WORK TO BE COMPLETED: Resume the essay about women being valued for their virginity, picking up right after its final sentence.

DOCUMENT EXTRACT:

:::

But, despite the shunning, make no mistake that she NEEDS to be protected. And what are we protecting here? Her virginity. Who would have thought that an entire family’s pride is relying on the existence of a thin membrane? I had once heard a guy who was first interested in a woman, and later rejected her when he learnt that she was divorced. His words were “Oh I didn’t know you were used”. Let that sink in.

If you think I’m exaggerating here, you can go online where you will encounter thousands of comments from real people who believe that a woman’s character is directly proportional to the existence of her hymen. Many Indian films made in the 80s or 90s would have this character, either the hero or heroine’s sister whose only purpose in the plot was to get raped. In the aftermath, we’d see the society outcast her. I remember my 12-year-old brain being confused. Even at that age I could see that she was the victim, then, why was she being punished? What followed would take things a notch above (or below?) Justice would be served by forcing her to marry her assaulter. Imagine getting robbed and then being forced to do a road trip with the robber.

I wondered and wondered why people would be okay with this. Why should justice for a rape victim be marrying her attacker? And then it hit me why.

Because we see a woman as an object to either be owned or damaged. A doll in a china store that’s valuable as long as it’s untouched. The one who “breaks” her, is the one who should now “own” her, read, marries her. Also, like how the store would make someone who broke the doll pay for it, here, in some cases, the rapist is similarly “punished”. Again, if this sounds like a flight of fancy to you, you’d be surprised to know that there are religions that advocate this in their “holy” books, in their often roundabout manner.

:::

PROVIDED MATERIAL:
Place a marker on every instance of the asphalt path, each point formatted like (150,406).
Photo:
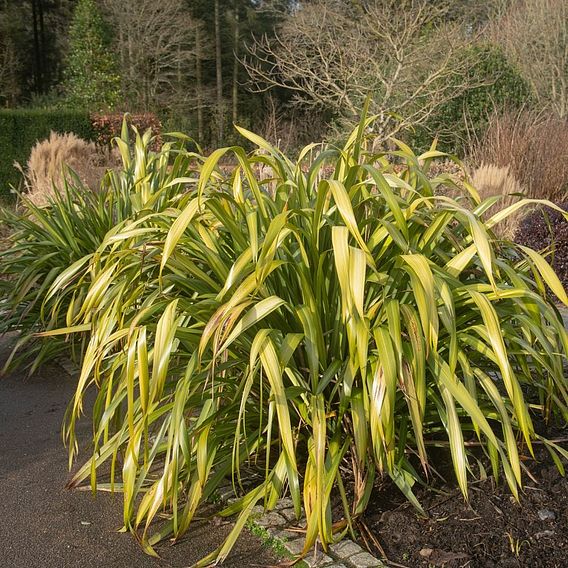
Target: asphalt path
(42,524)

:::

TASK OUTPUT:
Nobody wants a broken doll. She is hated for the same reason that broke her in the first place. Question is, why break at all? Why treat women as breakable in the first place? Not to take away from misogynist forces, but, this I ask women as well, who are as much a part of the machinery propagating themselves as the weaker sex. And, should there be a breakage, why can’t we spare a thought to fix things, rather than dump them in darkness?

Let’s go back to where we started. Don’t bring up your daughter like she’s fragile, and your son like he is not. Let women be. Don’t try to own her or shun her. At the same time we shouldn’t label women better than men, like Margaret thatcher or meryl steep did. Because the assumption that one gender is better than the other is the sole reason we got into this situation and reversing the power dynamics will not fix it.

The point of this write up is an appeal to everyone to stop treating women as a fragile object that needs protection or somehow exempt from harsh realities because she is delicate. To stop treating the modern female as a porcelain doll.